*WHAT YOU ARE ASKED TO DO*:
Working from the line that contains "[mark] rear fog" down to the last line below, repeat each line exactly.

Start DATA ENTRIES

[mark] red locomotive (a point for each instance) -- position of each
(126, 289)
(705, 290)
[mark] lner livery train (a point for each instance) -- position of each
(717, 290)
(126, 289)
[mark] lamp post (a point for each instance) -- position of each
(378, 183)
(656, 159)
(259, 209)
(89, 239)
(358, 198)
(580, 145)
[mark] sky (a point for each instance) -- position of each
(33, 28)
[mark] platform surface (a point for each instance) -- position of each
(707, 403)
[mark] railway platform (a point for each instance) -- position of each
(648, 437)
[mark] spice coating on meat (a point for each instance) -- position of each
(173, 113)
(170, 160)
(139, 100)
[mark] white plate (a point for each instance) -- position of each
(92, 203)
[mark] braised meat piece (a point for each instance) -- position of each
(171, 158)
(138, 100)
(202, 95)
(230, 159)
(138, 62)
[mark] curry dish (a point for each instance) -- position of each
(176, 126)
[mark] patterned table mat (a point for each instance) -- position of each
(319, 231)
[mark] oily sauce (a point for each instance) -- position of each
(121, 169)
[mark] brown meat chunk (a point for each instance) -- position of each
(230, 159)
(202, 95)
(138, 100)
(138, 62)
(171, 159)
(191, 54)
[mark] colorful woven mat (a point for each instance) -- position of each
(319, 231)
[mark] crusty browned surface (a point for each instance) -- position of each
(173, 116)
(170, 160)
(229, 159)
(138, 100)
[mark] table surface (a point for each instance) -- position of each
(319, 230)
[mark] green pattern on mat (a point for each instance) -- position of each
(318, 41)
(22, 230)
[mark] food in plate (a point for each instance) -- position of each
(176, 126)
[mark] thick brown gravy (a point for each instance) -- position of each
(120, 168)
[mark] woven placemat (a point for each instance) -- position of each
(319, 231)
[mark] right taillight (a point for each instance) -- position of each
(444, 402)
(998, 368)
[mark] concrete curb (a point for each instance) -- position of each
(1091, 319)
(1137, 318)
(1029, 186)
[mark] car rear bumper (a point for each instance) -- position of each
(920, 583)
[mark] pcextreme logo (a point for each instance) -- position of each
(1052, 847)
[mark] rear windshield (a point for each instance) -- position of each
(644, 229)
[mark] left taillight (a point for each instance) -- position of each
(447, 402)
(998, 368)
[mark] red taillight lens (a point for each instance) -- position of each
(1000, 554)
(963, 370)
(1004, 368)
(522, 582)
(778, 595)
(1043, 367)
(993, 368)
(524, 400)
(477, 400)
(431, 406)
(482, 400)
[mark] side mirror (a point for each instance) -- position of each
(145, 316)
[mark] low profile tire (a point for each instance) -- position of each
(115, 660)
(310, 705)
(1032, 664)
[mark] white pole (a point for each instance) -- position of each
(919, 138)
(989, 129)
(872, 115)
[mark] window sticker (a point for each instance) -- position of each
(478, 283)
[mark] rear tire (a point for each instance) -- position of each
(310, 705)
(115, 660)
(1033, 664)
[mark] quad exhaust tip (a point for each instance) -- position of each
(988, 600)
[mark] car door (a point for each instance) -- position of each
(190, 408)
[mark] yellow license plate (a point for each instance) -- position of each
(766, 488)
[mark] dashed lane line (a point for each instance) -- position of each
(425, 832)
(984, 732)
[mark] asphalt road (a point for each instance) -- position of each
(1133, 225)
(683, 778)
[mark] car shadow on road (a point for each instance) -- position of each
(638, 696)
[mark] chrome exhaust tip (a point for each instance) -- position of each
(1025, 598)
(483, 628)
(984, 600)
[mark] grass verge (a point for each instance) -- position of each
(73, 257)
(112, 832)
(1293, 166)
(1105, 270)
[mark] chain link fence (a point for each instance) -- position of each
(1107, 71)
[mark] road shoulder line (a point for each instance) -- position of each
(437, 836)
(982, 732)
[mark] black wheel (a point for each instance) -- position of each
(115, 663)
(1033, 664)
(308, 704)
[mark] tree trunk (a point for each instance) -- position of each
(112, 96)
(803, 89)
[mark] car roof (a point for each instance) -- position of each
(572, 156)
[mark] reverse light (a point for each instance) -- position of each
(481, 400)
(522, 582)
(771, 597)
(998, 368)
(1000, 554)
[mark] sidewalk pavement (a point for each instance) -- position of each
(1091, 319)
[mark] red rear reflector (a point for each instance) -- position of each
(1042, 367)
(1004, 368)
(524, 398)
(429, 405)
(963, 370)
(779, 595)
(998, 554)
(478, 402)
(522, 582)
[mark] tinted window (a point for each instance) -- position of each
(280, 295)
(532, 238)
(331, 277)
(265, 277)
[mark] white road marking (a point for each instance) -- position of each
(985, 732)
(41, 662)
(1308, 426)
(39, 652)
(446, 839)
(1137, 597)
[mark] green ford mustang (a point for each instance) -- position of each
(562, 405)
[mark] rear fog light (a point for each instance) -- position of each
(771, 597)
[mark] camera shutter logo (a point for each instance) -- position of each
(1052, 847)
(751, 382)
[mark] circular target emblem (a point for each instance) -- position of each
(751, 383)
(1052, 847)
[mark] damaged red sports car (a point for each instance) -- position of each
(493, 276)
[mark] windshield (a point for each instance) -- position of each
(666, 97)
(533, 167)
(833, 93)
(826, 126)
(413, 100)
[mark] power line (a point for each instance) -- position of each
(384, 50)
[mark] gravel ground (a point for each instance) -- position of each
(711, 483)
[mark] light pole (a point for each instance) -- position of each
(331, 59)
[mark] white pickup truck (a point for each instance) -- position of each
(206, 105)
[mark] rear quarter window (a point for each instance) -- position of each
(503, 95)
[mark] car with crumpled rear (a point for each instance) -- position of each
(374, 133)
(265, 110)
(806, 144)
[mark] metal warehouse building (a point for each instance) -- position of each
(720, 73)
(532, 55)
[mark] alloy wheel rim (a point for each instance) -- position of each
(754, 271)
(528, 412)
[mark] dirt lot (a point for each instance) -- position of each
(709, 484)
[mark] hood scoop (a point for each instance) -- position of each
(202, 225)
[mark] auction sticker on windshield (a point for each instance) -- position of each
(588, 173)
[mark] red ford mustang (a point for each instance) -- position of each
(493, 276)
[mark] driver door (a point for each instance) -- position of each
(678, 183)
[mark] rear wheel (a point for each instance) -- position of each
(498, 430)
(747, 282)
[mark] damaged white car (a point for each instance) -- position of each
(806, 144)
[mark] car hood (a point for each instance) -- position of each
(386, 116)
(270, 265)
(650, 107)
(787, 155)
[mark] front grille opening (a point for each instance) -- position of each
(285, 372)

End DATA ENTRIES

*THE RESULT*:
[mark] rear fog light (a point for each instance) -- position of each
(771, 597)
[mark] camera shutter logo (a point for each instance) -- position of each
(1052, 847)
(751, 382)
[mark] circular target emblem (a point for each instance) -- position of each
(751, 383)
(1052, 847)
[mark] damaged red sports car (a point for each instance) -- position of each
(493, 276)
[mark] windshield (a point for each instance) -- position of each
(666, 97)
(533, 167)
(833, 93)
(826, 126)
(413, 100)
[mark] power line (a point for each instance) -- position of each
(384, 50)
[mark] gravel ground (a point for each instance) -- position of each
(711, 483)
[mark] light pole (a point for each instance) -- position of each
(331, 59)
[mark] white pickup truck (a point for each instance) -- position of each
(206, 105)
[mark] rear quarter window (a point for each instance) -- position of each
(503, 95)
[mark] car with crumpled rear (a point for each instance) -- position of each
(374, 133)
(265, 110)
(806, 144)
[mark] metal warehouse building (a point for each instance) -- position of each
(720, 73)
(532, 55)
[mark] alloy wheel rim (a point for each instance) -- position of each
(754, 271)
(528, 412)
[mark] dirt lot (a point for each instance) -- position of each
(709, 484)
[mark] hood scoop (a point for each instance) -- position of each
(202, 225)
[mark] auction sticker on windshield (a point for each instance) -- position of each
(588, 173)
[mark] red ford mustang (a point for each instance) -- position of each
(493, 276)
[mark] driver door (a point for each instance) -- position of each
(678, 183)
[mark] rear wheel (a point for each instance) -- position of each
(498, 430)
(747, 282)
[mark] damaged white car (a point for each instance) -- position of each
(806, 144)
[mark] car hood (a point for each instance) -- position of each
(386, 116)
(270, 265)
(650, 107)
(787, 155)
[mark] front grille opening (a point for each instance) -- position of each
(285, 372)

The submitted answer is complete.